(Natural language region descriptions)
★ ★ ★ ★ ★

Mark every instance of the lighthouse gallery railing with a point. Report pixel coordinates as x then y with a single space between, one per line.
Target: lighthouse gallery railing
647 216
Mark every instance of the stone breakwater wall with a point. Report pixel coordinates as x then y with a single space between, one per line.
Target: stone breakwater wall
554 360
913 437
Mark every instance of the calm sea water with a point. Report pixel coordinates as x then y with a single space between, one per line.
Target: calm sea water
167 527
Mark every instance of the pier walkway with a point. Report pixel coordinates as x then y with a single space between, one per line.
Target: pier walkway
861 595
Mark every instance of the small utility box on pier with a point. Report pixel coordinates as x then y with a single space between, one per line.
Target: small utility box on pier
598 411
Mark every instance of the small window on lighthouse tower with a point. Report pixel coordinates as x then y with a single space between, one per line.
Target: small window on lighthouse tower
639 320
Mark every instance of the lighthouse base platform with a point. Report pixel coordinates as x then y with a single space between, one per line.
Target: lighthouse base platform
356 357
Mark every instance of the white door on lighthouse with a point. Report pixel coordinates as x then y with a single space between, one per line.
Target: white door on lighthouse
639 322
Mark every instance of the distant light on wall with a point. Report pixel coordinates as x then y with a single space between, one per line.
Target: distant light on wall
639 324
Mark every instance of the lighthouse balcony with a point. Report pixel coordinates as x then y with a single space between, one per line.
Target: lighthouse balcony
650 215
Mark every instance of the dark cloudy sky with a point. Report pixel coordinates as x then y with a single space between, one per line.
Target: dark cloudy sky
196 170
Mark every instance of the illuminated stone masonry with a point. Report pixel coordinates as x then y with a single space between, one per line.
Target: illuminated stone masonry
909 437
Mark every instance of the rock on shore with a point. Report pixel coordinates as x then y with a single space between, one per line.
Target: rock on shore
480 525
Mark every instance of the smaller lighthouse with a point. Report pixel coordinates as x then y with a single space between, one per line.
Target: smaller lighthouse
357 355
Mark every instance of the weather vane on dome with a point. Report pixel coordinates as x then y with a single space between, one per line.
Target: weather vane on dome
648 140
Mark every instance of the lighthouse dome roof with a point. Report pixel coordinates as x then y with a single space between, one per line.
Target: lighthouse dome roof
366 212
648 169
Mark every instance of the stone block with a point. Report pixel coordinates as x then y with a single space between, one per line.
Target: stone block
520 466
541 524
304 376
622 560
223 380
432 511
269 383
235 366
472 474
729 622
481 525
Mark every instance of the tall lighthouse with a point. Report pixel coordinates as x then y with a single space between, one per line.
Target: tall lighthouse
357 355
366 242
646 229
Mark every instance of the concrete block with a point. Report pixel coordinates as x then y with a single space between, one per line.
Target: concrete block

★ ★ ★ ★ ★

* [Problem details]:
The exercise is to copy out every line above that has the word "concrete" in it.

* [The answer]:
Mark every instance of the concrete block with a point. Report pixel coordinates as x then y with a single space between, one per line.
Target: concrete block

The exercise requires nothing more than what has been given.